> _ACTIVITY_: Where the line containing "[pin] white cloud -- one per line" appears in the entries below, start there and print only that line and every line after it, exactly, through the end, excluding pictures.

[Dataset excerpts]
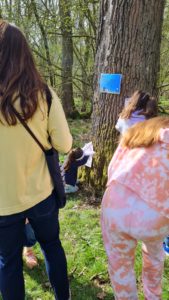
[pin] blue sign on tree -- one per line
(110, 83)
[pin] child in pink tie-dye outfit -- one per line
(135, 207)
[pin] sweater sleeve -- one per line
(58, 129)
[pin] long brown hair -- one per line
(144, 134)
(72, 156)
(138, 101)
(19, 77)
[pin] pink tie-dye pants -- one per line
(125, 219)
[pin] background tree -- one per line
(128, 42)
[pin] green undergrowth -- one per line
(82, 241)
(87, 263)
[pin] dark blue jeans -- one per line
(44, 220)
(29, 240)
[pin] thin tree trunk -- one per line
(45, 41)
(67, 57)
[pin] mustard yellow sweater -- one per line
(24, 176)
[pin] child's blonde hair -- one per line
(144, 134)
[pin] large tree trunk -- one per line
(128, 42)
(67, 57)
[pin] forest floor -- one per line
(82, 241)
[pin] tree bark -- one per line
(128, 43)
(67, 57)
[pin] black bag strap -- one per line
(49, 102)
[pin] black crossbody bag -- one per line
(52, 159)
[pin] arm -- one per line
(58, 129)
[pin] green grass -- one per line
(82, 241)
(87, 263)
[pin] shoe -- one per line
(166, 246)
(30, 258)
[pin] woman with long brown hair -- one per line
(135, 207)
(26, 188)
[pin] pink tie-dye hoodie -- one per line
(145, 171)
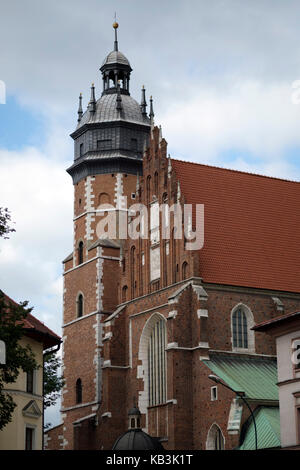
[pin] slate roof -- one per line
(106, 111)
(116, 57)
(251, 226)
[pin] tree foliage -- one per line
(18, 357)
(53, 381)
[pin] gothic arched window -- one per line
(148, 188)
(157, 363)
(239, 329)
(80, 252)
(124, 293)
(78, 391)
(132, 271)
(80, 305)
(184, 270)
(156, 184)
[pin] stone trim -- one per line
(82, 405)
(250, 290)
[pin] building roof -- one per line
(255, 376)
(116, 57)
(106, 111)
(136, 439)
(278, 321)
(35, 329)
(251, 226)
(268, 429)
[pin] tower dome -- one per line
(135, 438)
(111, 134)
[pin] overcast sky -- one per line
(221, 76)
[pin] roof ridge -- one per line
(235, 171)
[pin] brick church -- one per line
(146, 320)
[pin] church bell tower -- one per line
(109, 141)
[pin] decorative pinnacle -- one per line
(80, 112)
(119, 99)
(143, 102)
(151, 114)
(92, 103)
(115, 26)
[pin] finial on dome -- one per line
(115, 26)
(119, 98)
(151, 114)
(143, 102)
(92, 103)
(80, 112)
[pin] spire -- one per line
(115, 26)
(137, 183)
(119, 99)
(80, 112)
(151, 114)
(143, 102)
(134, 416)
(92, 103)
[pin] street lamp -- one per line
(217, 379)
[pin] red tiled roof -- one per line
(35, 328)
(251, 226)
(277, 320)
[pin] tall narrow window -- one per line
(29, 436)
(148, 188)
(80, 306)
(132, 271)
(219, 441)
(29, 381)
(80, 253)
(156, 184)
(239, 329)
(184, 270)
(157, 364)
(124, 293)
(78, 391)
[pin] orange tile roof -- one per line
(251, 225)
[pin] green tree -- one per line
(18, 357)
(53, 381)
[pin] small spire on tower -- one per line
(137, 183)
(151, 114)
(80, 112)
(119, 99)
(92, 103)
(143, 102)
(115, 26)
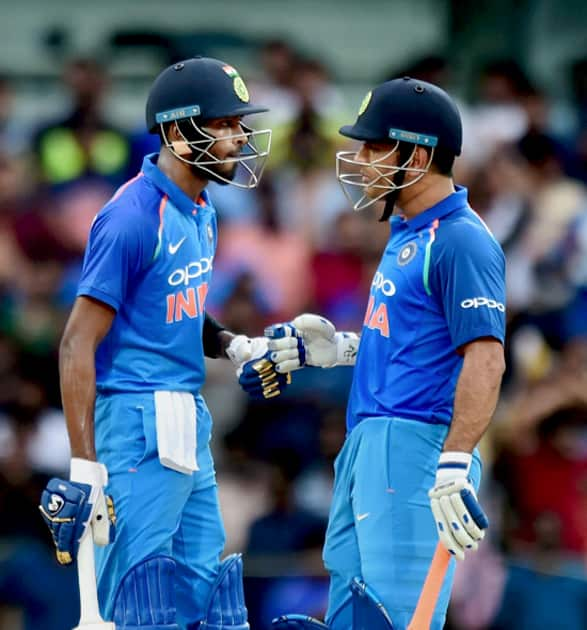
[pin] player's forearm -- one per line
(476, 396)
(77, 374)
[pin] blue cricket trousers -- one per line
(160, 512)
(381, 527)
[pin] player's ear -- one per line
(420, 158)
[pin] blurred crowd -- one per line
(290, 246)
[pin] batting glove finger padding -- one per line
(460, 519)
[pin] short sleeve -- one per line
(118, 249)
(467, 276)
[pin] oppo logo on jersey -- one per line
(479, 302)
(381, 283)
(184, 275)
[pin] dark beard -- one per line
(213, 174)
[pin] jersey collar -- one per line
(449, 204)
(176, 195)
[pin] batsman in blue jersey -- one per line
(428, 366)
(132, 365)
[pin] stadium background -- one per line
(519, 70)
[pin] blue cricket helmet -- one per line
(201, 88)
(410, 110)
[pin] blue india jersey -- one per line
(440, 284)
(149, 257)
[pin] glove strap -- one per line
(347, 346)
(86, 471)
(453, 465)
(239, 350)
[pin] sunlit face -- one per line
(378, 158)
(230, 140)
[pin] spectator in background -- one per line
(498, 116)
(269, 254)
(83, 143)
(14, 137)
(343, 269)
(277, 61)
(285, 529)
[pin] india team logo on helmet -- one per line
(240, 89)
(365, 103)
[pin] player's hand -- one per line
(70, 507)
(310, 340)
(254, 368)
(460, 519)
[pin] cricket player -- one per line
(428, 365)
(132, 365)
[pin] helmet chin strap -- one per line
(404, 152)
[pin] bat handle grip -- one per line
(86, 571)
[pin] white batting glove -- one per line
(310, 340)
(460, 519)
(243, 349)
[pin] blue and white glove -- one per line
(310, 340)
(460, 519)
(70, 507)
(254, 368)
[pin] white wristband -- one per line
(86, 471)
(347, 346)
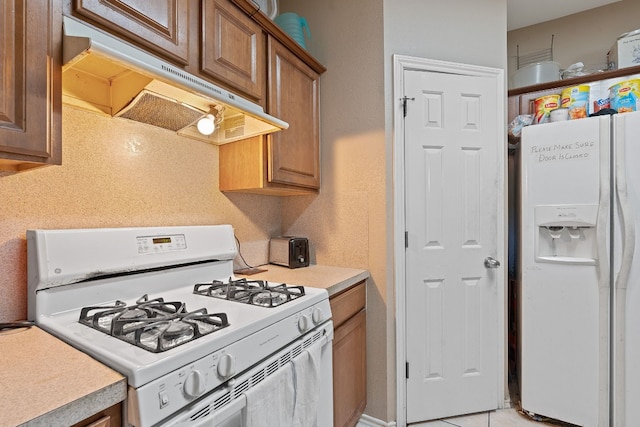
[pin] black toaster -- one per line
(289, 251)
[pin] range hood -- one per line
(108, 76)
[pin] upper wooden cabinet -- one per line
(160, 26)
(294, 153)
(30, 101)
(286, 162)
(233, 49)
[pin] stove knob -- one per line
(226, 366)
(317, 316)
(194, 385)
(303, 323)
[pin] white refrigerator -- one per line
(579, 272)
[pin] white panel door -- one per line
(453, 181)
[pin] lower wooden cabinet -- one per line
(349, 355)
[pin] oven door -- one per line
(224, 407)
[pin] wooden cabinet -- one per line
(110, 417)
(233, 49)
(349, 355)
(159, 26)
(286, 162)
(30, 110)
(294, 153)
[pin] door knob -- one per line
(490, 262)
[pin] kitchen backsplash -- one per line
(117, 173)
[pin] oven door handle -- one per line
(216, 418)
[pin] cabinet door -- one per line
(349, 371)
(233, 48)
(30, 100)
(161, 26)
(294, 153)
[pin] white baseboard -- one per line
(367, 421)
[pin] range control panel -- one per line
(155, 244)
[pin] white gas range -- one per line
(161, 306)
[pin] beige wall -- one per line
(117, 173)
(584, 37)
(351, 221)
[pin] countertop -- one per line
(46, 382)
(333, 279)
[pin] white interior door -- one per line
(454, 176)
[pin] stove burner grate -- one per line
(154, 325)
(253, 292)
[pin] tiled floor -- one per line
(501, 418)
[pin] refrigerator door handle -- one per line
(627, 224)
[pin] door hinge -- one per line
(404, 100)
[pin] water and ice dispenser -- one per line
(566, 234)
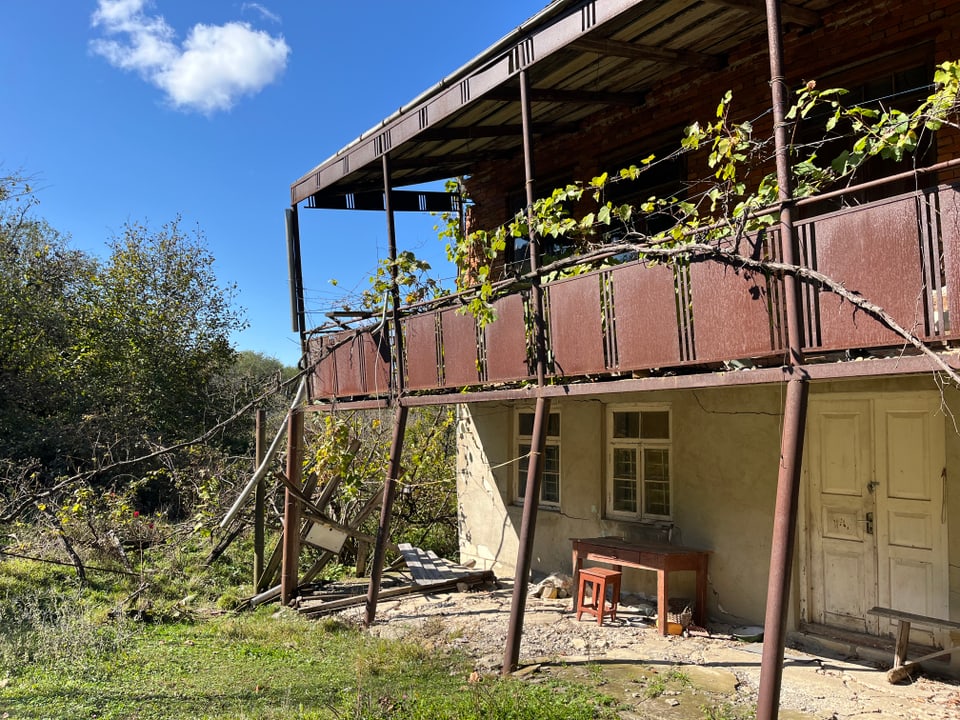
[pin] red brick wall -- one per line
(850, 33)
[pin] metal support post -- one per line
(291, 509)
(259, 502)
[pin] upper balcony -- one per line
(698, 318)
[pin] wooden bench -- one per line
(904, 620)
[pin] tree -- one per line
(42, 286)
(155, 336)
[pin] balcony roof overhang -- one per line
(580, 56)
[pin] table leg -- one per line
(663, 605)
(903, 642)
(700, 616)
(577, 563)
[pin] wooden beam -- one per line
(569, 96)
(487, 131)
(333, 605)
(789, 13)
(635, 51)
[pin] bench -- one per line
(904, 620)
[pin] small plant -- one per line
(727, 711)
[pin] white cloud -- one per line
(273, 17)
(215, 65)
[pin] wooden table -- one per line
(661, 557)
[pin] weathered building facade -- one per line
(653, 402)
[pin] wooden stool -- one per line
(599, 579)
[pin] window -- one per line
(550, 479)
(639, 462)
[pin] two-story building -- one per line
(667, 385)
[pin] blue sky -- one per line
(132, 110)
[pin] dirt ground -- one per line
(674, 677)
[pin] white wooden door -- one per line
(874, 467)
(912, 566)
(843, 577)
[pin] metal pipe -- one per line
(795, 406)
(295, 270)
(394, 272)
(511, 653)
(782, 548)
(528, 524)
(291, 509)
(389, 493)
(259, 502)
(536, 288)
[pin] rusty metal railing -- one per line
(901, 253)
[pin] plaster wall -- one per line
(723, 490)
(725, 463)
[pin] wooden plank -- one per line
(427, 567)
(340, 604)
(913, 618)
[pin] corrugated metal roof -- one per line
(580, 56)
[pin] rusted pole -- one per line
(795, 406)
(528, 523)
(389, 493)
(531, 498)
(295, 269)
(291, 509)
(259, 501)
(400, 420)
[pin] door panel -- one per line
(877, 525)
(842, 563)
(912, 537)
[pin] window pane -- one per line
(656, 481)
(525, 424)
(553, 425)
(625, 480)
(550, 483)
(656, 425)
(523, 465)
(550, 479)
(626, 425)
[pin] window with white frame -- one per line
(550, 478)
(638, 460)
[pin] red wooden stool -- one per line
(599, 579)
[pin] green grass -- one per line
(255, 666)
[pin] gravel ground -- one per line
(718, 670)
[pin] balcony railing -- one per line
(900, 253)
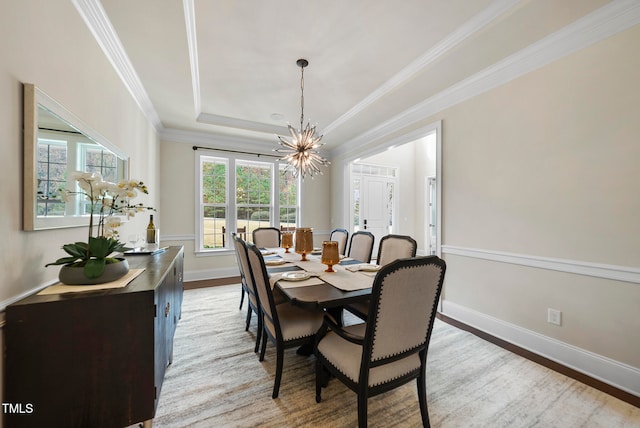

> _RESPONSE BELOW_:
[pin] white cloud -- one per line
(273, 17)
(215, 65)
[pin] wooden table -- one per line
(661, 557)
[pin] weathered building facade -- one per line
(653, 402)
[pin] wooden stool -- one per line
(599, 579)
[pin] window -- one per line
(550, 479)
(639, 462)
[pin] two-story building -- one per line
(667, 385)
[pin] blue sky -- one per line
(132, 110)
[pin] dirt ground -- one per line
(674, 677)
[pin] white wooden door -- one per line
(874, 467)
(912, 566)
(843, 577)
[pin] metal pipe -- one per line
(795, 406)
(295, 270)
(394, 272)
(511, 653)
(782, 548)
(528, 524)
(291, 509)
(389, 493)
(259, 502)
(536, 288)
[pin] rusty metal railing -- one per line
(901, 253)
[pin] plaster wall -- one per line
(723, 490)
(725, 463)
[pin] wooden plank -- one per line
(427, 567)
(340, 604)
(913, 618)
[pin] corrugated metal roof -- one per line
(580, 56)
[pin] rusted pole -- one per line
(795, 406)
(528, 523)
(389, 493)
(531, 498)
(295, 269)
(291, 509)
(259, 501)
(400, 420)
[pin] door panel -- one per line
(877, 525)
(842, 563)
(912, 537)
[pin] window pane -- one per line
(656, 481)
(525, 424)
(553, 425)
(625, 480)
(550, 483)
(656, 425)
(523, 465)
(550, 479)
(626, 425)
[pin] window with white frame -- one per line
(550, 478)
(638, 460)
[pin] red wooden stool -- one per line
(599, 579)
[pin] green grass -- one per line
(255, 666)
[pin] gravel ground -- one per line
(718, 670)
[pin] balcony railing -- one per line
(900, 253)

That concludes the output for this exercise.